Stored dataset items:
## start

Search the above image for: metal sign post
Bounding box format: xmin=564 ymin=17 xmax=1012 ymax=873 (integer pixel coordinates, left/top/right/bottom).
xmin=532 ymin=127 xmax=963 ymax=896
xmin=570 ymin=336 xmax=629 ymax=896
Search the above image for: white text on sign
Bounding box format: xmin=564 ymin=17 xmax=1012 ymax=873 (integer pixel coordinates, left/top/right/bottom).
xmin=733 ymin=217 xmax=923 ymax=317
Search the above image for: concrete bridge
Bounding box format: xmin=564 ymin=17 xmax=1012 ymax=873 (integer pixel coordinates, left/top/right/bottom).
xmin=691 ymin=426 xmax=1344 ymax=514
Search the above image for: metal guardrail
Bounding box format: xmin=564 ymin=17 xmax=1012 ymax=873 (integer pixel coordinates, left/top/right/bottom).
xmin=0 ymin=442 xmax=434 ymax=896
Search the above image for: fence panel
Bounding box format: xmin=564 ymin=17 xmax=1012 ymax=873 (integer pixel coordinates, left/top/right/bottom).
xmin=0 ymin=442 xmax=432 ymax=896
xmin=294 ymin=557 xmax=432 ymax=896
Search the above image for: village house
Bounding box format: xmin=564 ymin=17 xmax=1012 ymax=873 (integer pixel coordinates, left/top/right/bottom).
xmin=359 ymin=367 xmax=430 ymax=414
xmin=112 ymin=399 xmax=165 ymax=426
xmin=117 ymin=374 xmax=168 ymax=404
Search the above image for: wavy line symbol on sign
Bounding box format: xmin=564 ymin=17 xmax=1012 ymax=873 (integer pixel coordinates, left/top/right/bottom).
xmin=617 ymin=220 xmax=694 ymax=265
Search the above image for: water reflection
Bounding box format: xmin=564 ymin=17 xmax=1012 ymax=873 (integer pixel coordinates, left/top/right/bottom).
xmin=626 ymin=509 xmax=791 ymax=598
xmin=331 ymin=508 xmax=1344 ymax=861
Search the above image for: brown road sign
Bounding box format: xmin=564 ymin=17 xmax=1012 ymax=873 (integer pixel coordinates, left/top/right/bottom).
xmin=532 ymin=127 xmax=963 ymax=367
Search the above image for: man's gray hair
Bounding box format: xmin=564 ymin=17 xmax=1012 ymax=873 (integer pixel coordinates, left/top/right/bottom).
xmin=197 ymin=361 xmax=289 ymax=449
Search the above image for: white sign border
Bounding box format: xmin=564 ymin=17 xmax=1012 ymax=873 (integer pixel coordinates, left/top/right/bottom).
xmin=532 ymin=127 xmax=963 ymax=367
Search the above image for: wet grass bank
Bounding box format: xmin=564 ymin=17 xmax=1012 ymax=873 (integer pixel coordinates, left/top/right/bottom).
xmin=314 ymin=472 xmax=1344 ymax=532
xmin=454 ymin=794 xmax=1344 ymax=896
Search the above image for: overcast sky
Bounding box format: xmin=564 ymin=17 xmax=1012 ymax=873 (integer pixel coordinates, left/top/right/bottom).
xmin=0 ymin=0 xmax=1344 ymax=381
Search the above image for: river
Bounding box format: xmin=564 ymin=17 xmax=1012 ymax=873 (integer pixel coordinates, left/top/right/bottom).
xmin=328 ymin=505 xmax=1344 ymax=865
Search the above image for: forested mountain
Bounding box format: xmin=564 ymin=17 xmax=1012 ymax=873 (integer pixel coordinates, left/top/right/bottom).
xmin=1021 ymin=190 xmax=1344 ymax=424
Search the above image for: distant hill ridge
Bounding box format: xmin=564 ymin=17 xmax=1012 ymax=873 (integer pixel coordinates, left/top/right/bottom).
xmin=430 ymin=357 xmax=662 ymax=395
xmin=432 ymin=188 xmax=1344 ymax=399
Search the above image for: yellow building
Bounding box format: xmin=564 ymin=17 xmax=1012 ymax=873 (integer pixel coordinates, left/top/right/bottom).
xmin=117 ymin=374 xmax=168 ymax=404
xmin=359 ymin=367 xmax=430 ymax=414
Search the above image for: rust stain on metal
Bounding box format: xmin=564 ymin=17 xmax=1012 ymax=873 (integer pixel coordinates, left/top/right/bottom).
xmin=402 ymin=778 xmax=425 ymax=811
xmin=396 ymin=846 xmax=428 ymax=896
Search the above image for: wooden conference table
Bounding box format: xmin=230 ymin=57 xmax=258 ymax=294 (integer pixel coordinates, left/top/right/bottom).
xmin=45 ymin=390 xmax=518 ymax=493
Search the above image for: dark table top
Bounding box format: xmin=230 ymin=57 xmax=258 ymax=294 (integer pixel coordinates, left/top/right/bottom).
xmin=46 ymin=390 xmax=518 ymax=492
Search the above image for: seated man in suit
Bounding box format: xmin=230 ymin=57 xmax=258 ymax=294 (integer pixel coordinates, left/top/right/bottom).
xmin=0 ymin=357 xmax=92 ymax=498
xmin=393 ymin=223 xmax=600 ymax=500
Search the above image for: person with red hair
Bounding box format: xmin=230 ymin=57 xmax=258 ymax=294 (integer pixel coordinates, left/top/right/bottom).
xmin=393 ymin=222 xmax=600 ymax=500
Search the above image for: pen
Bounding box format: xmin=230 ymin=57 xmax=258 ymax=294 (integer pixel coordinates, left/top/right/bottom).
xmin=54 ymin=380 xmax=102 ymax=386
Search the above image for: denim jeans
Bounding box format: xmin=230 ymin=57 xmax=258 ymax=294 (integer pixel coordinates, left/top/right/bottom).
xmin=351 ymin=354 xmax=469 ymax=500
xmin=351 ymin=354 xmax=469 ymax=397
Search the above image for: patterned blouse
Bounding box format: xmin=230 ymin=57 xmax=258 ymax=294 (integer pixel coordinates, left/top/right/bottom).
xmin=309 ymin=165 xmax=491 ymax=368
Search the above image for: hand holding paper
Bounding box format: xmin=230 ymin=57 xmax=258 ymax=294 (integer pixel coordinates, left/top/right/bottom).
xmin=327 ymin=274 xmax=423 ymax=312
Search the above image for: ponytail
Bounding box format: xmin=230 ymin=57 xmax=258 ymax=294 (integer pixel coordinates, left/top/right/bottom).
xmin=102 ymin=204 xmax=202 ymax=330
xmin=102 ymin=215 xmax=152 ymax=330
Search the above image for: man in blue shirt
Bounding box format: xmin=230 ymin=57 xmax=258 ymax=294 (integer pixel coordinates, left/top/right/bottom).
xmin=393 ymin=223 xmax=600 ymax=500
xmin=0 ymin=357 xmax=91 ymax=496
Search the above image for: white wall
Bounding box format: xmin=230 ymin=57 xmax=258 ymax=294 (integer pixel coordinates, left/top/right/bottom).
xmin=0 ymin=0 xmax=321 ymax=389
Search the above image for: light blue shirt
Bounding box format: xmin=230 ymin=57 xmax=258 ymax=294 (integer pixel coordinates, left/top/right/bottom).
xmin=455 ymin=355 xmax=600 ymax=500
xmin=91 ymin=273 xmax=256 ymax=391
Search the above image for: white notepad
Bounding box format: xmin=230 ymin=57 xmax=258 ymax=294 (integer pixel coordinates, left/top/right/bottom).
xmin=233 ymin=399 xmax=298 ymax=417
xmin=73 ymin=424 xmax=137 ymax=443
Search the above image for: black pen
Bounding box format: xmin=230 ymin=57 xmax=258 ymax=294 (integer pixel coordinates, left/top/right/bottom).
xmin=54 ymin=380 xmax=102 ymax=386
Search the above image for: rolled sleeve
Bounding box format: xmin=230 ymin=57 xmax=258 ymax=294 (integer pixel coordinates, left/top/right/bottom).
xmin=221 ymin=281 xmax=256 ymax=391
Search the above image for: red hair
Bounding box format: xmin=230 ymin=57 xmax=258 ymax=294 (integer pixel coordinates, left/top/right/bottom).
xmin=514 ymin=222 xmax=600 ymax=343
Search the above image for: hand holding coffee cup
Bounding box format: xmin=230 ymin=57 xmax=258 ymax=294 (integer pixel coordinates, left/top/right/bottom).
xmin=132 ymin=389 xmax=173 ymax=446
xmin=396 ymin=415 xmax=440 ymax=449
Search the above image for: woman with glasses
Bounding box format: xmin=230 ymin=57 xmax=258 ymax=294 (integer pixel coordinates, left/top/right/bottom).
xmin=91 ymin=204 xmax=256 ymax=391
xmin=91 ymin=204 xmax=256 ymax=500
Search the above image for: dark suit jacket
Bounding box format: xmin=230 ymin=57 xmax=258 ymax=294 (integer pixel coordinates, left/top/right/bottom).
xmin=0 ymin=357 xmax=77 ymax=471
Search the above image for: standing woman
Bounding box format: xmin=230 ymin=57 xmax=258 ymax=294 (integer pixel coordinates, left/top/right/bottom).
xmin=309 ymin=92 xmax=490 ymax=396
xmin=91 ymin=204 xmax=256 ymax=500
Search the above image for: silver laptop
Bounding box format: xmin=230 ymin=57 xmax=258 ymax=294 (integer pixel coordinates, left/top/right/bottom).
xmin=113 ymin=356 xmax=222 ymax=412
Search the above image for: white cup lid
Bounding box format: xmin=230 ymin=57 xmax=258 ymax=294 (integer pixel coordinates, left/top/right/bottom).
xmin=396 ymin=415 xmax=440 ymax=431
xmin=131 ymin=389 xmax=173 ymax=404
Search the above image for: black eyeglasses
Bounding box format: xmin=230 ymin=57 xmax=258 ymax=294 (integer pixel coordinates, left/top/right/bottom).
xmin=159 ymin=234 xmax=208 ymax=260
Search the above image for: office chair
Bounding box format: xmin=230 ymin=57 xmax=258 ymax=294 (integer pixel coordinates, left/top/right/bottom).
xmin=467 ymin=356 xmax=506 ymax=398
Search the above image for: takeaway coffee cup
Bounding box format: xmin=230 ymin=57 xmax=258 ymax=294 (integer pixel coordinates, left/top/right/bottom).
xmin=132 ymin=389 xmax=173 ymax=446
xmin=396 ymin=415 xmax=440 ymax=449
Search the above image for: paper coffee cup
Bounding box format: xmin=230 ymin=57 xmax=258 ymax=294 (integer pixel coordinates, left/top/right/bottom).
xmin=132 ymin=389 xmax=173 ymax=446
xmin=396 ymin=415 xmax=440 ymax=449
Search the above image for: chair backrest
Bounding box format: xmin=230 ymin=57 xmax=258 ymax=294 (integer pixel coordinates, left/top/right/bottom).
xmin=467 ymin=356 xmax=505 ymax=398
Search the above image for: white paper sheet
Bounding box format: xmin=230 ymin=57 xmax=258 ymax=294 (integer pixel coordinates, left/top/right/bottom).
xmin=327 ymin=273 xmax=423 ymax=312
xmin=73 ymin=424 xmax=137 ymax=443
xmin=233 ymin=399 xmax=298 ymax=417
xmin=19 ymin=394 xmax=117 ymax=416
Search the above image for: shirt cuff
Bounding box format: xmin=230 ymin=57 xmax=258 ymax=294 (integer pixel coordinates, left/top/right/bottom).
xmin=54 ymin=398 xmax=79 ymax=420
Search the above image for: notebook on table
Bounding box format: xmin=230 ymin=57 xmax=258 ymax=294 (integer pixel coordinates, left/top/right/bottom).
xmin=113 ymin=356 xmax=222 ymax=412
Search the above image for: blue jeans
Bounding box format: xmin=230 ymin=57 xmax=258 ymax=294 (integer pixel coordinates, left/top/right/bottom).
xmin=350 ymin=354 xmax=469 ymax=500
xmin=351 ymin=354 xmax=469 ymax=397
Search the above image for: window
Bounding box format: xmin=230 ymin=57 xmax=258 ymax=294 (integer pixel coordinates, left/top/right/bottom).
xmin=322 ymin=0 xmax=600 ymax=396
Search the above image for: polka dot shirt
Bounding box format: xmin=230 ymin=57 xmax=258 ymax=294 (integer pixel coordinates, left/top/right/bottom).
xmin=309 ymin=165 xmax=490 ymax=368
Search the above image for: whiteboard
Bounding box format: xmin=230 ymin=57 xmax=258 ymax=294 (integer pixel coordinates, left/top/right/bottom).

## end

*Problem to work on:*
Reproduce the stretch from the line containing "Search the above image for: wet grass bank" through the line containing "xmin=0 ymin=0 xmax=1344 ymax=381", swapping "overcast sky" for "cloudy sky" and leaving everything else as it is.

*Answer to this exercise:*
Search the above image for: wet grass bank
Bounding box format: xmin=564 ymin=17 xmax=1012 ymax=873 (integer pixel coordinates, left/top/right/bottom).
xmin=314 ymin=472 xmax=1344 ymax=532
xmin=454 ymin=794 xmax=1344 ymax=896
Search the above image for: cloudy sky
Bounding box format: xmin=564 ymin=17 xmax=1012 ymax=873 (integer pixel coordinates, left/top/right/bottom).
xmin=0 ymin=0 xmax=1344 ymax=381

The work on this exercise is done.